# [Consegna 1]
Secondo il brano sull'autismo, quale elemento sembra accomunare bambini e adulti autistici apparentemente diversi?
# [Consegna 2]
Cita parola per parola il brano sull'autismo, dalle parole "Il Mondo Autistico: un" fino alle parole "che la circonda.".

───── Brano da leggere

Il Mondo Autistico: un Universo da Scoprire
Questo lavoro è l’estratto di una tesina sulla ricerca multidisciplinare volta a raggiungere una visione globale del problema e di come è stato affrontato nei diversi contesti.
E’ possibile consultare la tesina, scaricandola dalla nostra area download.
"Io penso per immagini. Le parole sono come una seconda lingua per me. Io traduco le parole, sia pronunciate che scritte, in filmati a colori, completi di suoni, che scorrono nella mia testa come una videocassetta".
Con queste toccanti parole Temple Gradin, autistica intellettivamente molto dotata, descrive il suo approccio con la realtà che la circonda.
La mia motivazione parte da qui, da questa frase letta in un libro di tale autrice, che mi ha permesso di conoscere che cos’è la comunicazione per una persona autistica e come essa esprime le proprie emozioni.
Proprio perché il mio Liceo è riflesso di un percorso formativo sulla comunicazione in ambito sociale, ho voluto affrontare il problema dell’autismo dal punto di vista comunicativo.
Esso si presenta come sindrome comportamentale complessa, caratterizzata da una marcata compromissione dell’interazione e della comunicazione sociale. Nonostante il fenotipo comportamentale sia quanto mai vario, l’elemento caratterizzante, che sembra accomunare bambini e adulti autistici apparentemente diversi, è rappresentato da una modalità atipica di percepire la realtà.
Essi sono colpiti da un’infinità di particolari che impediscono di generalizzare, di categorizzare e li obbligano a sforzi enormi per costruirsi un proprio vocabolario.

──────────
───── Materiale di studio

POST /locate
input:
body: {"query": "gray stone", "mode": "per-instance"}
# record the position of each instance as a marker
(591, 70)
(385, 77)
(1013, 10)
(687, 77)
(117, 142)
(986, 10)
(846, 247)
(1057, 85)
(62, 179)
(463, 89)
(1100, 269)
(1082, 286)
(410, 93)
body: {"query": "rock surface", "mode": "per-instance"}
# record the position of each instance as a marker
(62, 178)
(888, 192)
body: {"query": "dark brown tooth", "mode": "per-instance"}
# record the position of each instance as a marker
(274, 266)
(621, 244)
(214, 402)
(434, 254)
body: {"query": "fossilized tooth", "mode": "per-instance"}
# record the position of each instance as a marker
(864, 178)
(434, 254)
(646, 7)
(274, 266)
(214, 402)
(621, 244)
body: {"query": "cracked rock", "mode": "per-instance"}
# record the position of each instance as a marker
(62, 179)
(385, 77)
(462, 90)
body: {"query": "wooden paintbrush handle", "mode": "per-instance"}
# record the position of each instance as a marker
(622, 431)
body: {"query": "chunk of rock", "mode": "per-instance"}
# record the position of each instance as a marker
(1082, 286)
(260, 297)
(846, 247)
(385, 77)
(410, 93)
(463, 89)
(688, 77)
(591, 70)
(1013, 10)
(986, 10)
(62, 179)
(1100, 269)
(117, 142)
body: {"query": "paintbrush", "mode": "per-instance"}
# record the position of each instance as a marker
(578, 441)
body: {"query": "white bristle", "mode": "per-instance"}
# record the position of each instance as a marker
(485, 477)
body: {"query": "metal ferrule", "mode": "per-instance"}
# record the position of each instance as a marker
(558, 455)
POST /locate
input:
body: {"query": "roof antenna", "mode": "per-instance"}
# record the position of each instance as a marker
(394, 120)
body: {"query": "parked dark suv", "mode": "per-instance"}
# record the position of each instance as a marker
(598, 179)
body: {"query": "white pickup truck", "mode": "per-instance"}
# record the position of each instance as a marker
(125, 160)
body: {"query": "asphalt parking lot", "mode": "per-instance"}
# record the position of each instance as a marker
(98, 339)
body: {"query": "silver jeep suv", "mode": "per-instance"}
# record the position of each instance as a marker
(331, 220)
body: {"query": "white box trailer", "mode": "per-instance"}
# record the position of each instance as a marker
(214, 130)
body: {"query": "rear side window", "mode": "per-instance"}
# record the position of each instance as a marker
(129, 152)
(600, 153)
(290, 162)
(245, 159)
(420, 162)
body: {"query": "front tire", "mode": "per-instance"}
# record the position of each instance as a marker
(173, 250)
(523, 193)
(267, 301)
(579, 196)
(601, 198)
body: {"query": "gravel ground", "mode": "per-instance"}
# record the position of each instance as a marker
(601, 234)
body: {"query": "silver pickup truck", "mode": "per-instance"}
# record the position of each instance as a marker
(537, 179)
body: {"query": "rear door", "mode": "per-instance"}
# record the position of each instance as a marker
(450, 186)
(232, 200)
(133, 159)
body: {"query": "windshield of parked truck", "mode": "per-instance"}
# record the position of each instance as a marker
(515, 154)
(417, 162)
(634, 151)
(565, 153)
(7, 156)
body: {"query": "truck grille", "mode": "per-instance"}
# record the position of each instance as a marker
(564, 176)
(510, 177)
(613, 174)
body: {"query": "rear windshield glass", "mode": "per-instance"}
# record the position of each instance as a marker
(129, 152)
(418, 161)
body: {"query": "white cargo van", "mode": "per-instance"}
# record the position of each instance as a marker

──────────

# [Spazio risposta 1]
Una modalità atipica di percepire la realtà.

# [Spazio risposta 2]
Il Mondo Autistico: un Universo da Scoprire
Questo lavoro è l’estratto di una tesina sulla ricerca multidisciplinare volta a raggiungere una visione globale del problema e di come è stato affrontato nei diversi contesti.
E’ possibile consultare la tesina, scaricandola dalla nostra area download.
"Io penso per immagini. Le parole sono come una seconda lingua per me. Io traduco le parole, sia pronunciate che scritte, in filmati a colori, completi di suoni, che scorrono nella mia testa come una videocassetta".
Con queste toccanti parole Temple Gradin, autistica intellettivamente molto dotata, descrive il suo approccio con la realtà che la circonda.